* _Consignes_
1 – Recopiez, s'il vous plaît, le passage de l'entretien sur le cyclisme sur piste qui commence à « J'espérais qu'il gérait » et se termine à « l'Omnium et l'Américaine. ».
2 – D'après l'entretien sur le cyclisme sur piste, de quel cadre les poursuiteurs disposaient-ils à Roubaix ?

* _Extrait du document_
******

Ils avaient donc du monde à convaincre ?
Un des vrais enjeux du Championnat du Monde était d'obtenir le dernier matériel. À Roubaix, les poursuiteurs avaient le cadre R96 (celui des Jeux de Rio, NDLR) et pas le T20 (le modèle conçu par Look pour Tokyo, voir ici). Grâce au mondial, ça devrait se débloquer. Ils ont montré que ça serait bien qu'ils aient les bons vélos. Mais dans d'autres pays, la situation est la même. Les Anglais qui n'étaient pas aux Jeux olympiques n'ont pas le vélo Lotus.

Qu'as-tu pensé quand tu as vu Donavan Grondin prendre la tête du scratch à trois tours de l'arrivée ?
J'espérais qu'il gérait et c'était le cas. Je l'avais convaincu de mettre très gros mais pour que ce soit efficace, il fallait qu'il prenne le sprint en main et qu'il ne se fasse pas enfermer. Il devait gérer à trois tours de l'arrivée pour que son sprint soit parfait par rapport au braquet utilisé. Donavan a aussi remplacé Benjamin qui n'avait pas envie de revenir sur l'Omnium. C'est bien de montrer qu'il n'y a pas que Benjamin et il y a aussi Thomas Boudat. En Coupe des Nations, le programme peut être chargé pour un seul coureur avec la poursuite par équipes, l'Omnium et l'Américaine.

As-tu été inquiet pour Benjamin Thomas pendant la course aux points ?
Quand il a laissé De Ketele doubler, je me suis dit qu'il ne se facilitait pas la tâche. La course s'est rapidement résumée à un match à deux entre Benjamin et Kenny. Dans les sprints, quand Benjamin prenait 5 points, Kenny en marquait 3, ça devenait difficile de réduire l'écart. Mais à un moment, Benjamin marque 5 points et Kenny, 0. J'étais plus confiant. Ça a mis du suspense, c'était sympa.

« PAS ENCORE L'IMPRESSION QUE MORGAN NE SERA PLUS LÀ COMME COUREUR »

Le Championnat a aussi marqué les adieux de Morgan Kneisky à l'équipe de France…
Pendant l'Américaine, j'étais concentré sur le résultat. Immédiatement après l'arrivée, il y avait la déception de terminer 5e (avant le dernier sprint, la paire française était encore 3e, NDLR) mais elle a duré cinq minutes. Nous sommes vite passés à autre chose, avant la petite célébration en l'honneur de Morgan. Je n'ai pas encore l'impression que Morgan ne sera plus là comme coureur. On va s'en rendre compte dans les prochains stages. Il va passer son diplôme d’État et il n'est pas exclu qu'il revienne à l'occasion comme conseiller.

******

Annotations de détection:
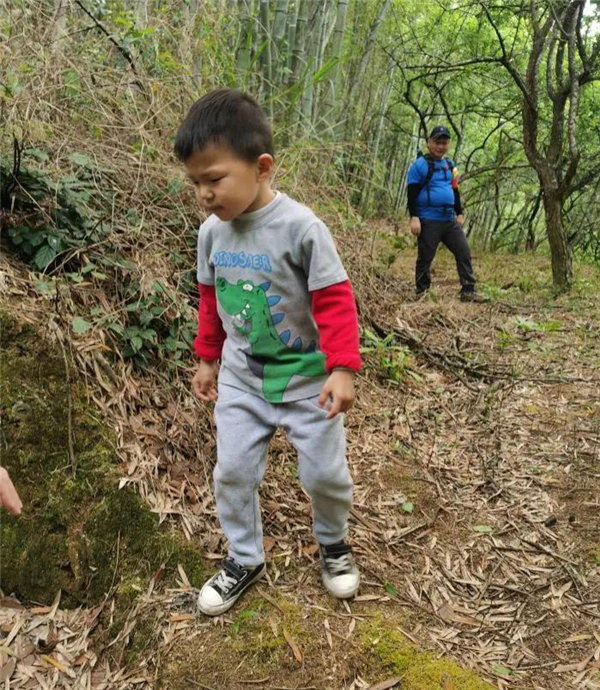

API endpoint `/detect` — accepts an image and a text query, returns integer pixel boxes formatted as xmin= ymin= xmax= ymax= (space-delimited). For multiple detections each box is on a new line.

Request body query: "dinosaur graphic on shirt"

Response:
xmin=216 ymin=278 xmax=326 ymax=402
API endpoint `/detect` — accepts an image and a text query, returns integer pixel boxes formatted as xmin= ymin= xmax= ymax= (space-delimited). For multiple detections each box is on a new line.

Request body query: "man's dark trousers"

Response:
xmin=415 ymin=218 xmax=475 ymax=293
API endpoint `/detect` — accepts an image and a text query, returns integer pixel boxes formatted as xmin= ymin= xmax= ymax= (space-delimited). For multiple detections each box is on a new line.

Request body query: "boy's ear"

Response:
xmin=257 ymin=153 xmax=275 ymax=180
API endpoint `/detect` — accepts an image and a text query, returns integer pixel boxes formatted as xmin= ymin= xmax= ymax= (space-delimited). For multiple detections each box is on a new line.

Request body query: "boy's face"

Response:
xmin=427 ymin=137 xmax=450 ymax=160
xmin=184 ymin=144 xmax=273 ymax=220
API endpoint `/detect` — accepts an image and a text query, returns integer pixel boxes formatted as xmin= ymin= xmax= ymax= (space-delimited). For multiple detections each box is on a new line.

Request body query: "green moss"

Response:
xmin=0 ymin=314 xmax=203 ymax=605
xmin=360 ymin=618 xmax=493 ymax=690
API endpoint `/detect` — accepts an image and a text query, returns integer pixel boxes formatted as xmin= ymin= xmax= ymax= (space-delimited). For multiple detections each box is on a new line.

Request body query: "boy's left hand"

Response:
xmin=319 ymin=369 xmax=354 ymax=419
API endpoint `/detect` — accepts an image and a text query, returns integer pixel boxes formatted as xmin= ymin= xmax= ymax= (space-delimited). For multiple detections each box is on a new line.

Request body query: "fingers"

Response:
xmin=192 ymin=379 xmax=217 ymax=402
xmin=325 ymin=397 xmax=342 ymax=419
xmin=0 ymin=468 xmax=23 ymax=515
xmin=325 ymin=395 xmax=354 ymax=419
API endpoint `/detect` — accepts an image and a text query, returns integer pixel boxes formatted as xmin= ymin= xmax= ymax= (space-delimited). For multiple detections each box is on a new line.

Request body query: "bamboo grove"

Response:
xmin=0 ymin=0 xmax=600 ymax=287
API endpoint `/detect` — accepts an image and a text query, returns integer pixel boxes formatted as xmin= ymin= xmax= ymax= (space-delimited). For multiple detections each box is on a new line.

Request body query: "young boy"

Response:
xmin=175 ymin=89 xmax=361 ymax=616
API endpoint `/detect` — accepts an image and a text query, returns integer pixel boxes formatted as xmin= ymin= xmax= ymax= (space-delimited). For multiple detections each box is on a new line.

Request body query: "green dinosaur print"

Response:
xmin=216 ymin=278 xmax=326 ymax=403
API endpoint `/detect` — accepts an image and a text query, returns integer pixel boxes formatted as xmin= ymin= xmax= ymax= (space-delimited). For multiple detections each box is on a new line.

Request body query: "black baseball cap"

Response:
xmin=429 ymin=125 xmax=451 ymax=139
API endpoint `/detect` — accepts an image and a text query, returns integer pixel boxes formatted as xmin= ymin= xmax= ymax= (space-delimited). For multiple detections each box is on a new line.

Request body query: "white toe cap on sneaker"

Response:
xmin=323 ymin=572 xmax=360 ymax=599
xmin=198 ymin=587 xmax=223 ymax=615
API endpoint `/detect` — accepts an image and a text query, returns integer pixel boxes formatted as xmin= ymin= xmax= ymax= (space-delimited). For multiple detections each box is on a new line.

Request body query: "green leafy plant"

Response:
xmin=0 ymin=149 xmax=109 ymax=271
xmin=360 ymin=328 xmax=420 ymax=383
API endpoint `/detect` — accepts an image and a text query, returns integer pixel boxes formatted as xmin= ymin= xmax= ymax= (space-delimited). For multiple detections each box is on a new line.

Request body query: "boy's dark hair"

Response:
xmin=174 ymin=89 xmax=273 ymax=162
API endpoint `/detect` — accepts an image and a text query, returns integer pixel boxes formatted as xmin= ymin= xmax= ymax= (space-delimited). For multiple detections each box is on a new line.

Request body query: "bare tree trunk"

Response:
xmin=181 ymin=0 xmax=202 ymax=87
xmin=135 ymin=0 xmax=149 ymax=29
xmin=260 ymin=0 xmax=273 ymax=119
xmin=286 ymin=0 xmax=301 ymax=86
xmin=544 ymin=186 xmax=573 ymax=287
xmin=236 ymin=0 xmax=252 ymax=85
xmin=344 ymin=0 xmax=391 ymax=137
xmin=45 ymin=0 xmax=71 ymax=49
xmin=273 ymin=0 xmax=295 ymax=86
xmin=361 ymin=56 xmax=396 ymax=213
xmin=481 ymin=0 xmax=600 ymax=289
xmin=324 ymin=0 xmax=349 ymax=134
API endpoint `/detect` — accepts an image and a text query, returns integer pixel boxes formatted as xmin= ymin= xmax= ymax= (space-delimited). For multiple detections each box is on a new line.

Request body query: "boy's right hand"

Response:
xmin=192 ymin=359 xmax=219 ymax=402
xmin=0 ymin=467 xmax=23 ymax=515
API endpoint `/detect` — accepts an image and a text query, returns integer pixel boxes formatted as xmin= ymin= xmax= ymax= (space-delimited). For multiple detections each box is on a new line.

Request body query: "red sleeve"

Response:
xmin=311 ymin=280 xmax=362 ymax=373
xmin=194 ymin=283 xmax=226 ymax=361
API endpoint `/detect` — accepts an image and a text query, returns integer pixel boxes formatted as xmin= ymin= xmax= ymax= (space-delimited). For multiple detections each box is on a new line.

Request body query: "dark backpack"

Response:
xmin=417 ymin=151 xmax=455 ymax=206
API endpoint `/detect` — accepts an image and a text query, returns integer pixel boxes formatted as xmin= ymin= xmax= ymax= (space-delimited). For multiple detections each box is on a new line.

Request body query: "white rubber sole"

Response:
xmin=196 ymin=565 xmax=267 ymax=616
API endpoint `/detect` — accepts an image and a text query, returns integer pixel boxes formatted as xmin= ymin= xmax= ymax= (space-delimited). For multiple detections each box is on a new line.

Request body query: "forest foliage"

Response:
xmin=0 ymin=0 xmax=600 ymax=287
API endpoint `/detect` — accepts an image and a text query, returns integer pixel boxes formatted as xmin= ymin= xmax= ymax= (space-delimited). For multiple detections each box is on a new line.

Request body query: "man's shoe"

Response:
xmin=460 ymin=290 xmax=490 ymax=304
xmin=320 ymin=539 xmax=360 ymax=599
xmin=197 ymin=558 xmax=266 ymax=616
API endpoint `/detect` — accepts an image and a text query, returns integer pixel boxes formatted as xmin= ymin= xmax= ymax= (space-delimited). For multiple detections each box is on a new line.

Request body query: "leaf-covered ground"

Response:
xmin=0 ymin=234 xmax=600 ymax=690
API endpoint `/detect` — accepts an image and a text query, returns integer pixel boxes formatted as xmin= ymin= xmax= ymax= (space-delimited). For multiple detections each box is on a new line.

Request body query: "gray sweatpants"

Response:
xmin=214 ymin=384 xmax=352 ymax=565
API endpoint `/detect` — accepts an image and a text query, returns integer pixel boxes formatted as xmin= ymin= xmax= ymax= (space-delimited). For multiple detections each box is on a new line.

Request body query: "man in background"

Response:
xmin=408 ymin=125 xmax=483 ymax=302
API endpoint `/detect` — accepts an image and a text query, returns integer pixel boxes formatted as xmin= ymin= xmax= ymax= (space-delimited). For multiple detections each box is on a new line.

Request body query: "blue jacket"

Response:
xmin=407 ymin=156 xmax=455 ymax=221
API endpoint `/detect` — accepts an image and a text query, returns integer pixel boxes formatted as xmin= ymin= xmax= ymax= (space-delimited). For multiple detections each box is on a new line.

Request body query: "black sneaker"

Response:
xmin=197 ymin=558 xmax=266 ymax=616
xmin=320 ymin=539 xmax=360 ymax=599
xmin=460 ymin=290 xmax=490 ymax=304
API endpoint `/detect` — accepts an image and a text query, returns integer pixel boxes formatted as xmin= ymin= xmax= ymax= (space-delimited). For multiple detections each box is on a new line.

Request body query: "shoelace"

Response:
xmin=325 ymin=553 xmax=352 ymax=575
xmin=215 ymin=570 xmax=237 ymax=594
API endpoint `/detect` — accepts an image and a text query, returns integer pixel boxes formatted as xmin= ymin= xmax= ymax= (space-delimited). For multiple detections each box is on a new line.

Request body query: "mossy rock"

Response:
xmin=0 ymin=313 xmax=203 ymax=605
xmin=361 ymin=617 xmax=494 ymax=690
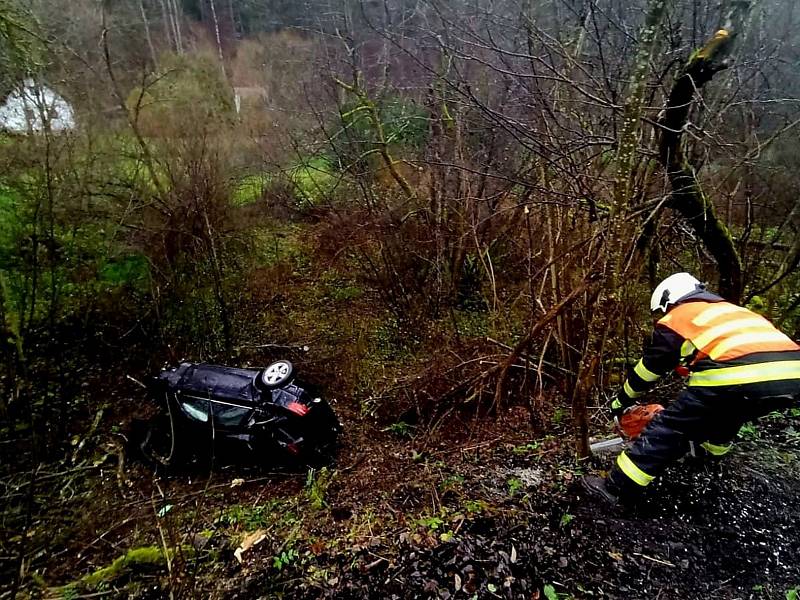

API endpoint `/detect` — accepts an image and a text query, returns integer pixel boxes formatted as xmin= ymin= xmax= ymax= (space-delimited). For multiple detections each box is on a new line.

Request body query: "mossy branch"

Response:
xmin=333 ymin=77 xmax=417 ymax=199
xmin=659 ymin=2 xmax=749 ymax=302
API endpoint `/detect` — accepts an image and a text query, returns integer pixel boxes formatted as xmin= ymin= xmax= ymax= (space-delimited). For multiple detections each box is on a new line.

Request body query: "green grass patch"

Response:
xmin=289 ymin=156 xmax=341 ymax=206
xmin=231 ymin=173 xmax=273 ymax=206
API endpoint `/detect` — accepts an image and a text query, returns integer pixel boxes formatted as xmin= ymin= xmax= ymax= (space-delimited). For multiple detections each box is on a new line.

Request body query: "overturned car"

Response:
xmin=139 ymin=360 xmax=341 ymax=466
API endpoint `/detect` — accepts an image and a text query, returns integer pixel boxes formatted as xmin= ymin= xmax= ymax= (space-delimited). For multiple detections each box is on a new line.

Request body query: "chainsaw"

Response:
xmin=589 ymin=404 xmax=664 ymax=454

******

* _Corrigé complet_
1 –
J'espérais qu'il gérait et c'était le cas. Je l'avais convaincu de mettre très gros mais pour que ce soit efficace, il fallait qu'il prenne le sprint en main et qu'il ne se fasse pas enfermer. Il devait gérer à trois tours de l'arrivée pour que son sprint soit parfait par rapport au braquet utilisé. Donavan a aussi remplacé Benjamin qui n'avait pas envie de revenir sur l'Omnium. C'est bien de montrer qu'il n'y a pas que Benjamin et il y a aussi Thomas Boudat. En Coupe des Nations, le programme peut être chargé pour un seul coureur avec la poursuite par équipes, l'Omnium et l'Américaine.

2 – Ils avaient le cadre R96, celui des Jeux de Rio.